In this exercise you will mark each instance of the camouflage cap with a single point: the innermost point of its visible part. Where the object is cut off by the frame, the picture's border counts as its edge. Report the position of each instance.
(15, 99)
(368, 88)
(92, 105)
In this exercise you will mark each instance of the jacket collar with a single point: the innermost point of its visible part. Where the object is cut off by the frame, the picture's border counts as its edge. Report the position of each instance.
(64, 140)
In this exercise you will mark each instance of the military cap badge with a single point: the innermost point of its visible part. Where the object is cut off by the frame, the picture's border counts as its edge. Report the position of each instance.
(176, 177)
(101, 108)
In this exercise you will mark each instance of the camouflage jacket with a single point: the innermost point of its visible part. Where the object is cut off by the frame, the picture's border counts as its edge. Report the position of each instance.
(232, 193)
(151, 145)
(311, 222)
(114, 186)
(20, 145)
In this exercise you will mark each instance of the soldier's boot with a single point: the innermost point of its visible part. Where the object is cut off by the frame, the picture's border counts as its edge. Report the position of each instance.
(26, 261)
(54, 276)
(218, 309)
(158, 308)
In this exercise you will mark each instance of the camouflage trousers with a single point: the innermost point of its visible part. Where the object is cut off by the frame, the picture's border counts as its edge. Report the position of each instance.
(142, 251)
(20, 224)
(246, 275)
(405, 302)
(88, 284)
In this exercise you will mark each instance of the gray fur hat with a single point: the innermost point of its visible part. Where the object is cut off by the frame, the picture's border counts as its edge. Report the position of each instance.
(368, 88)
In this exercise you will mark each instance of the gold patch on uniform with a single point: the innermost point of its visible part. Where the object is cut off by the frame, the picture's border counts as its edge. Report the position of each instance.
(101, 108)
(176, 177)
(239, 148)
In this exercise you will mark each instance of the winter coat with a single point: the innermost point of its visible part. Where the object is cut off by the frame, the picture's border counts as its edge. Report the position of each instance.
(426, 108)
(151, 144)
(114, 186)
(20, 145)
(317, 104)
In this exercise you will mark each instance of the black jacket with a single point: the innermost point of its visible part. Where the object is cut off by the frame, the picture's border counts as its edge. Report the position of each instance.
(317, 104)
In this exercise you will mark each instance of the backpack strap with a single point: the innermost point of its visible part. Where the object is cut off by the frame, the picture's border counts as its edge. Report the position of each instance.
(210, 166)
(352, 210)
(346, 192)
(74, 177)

### [WHAT IS REQUIRED]
Copy out again the part of the records that opens with the line containing "In this exercise you will mark each instance of the black" and continues through the end of the records, including the requests, and add 70 to every coordinate in the answers. Give only those lines.

### [WRITTEN RESPONSE]
In this exercise you will mark each instance of the black jacket with a single point: the innermost point of its visible part. Where the object is cut off by the frame, the picture's border counts as its edge. Report the position of each instance.
(387, 174)
In this exercise you will mark each instance of the backpack strap with a single point: the innermost point of its visible part. Where the object is cut off by the frame, the picture's border counts as its edge. Report the position of each instance.
(280, 236)
(422, 280)
(416, 262)
(144, 247)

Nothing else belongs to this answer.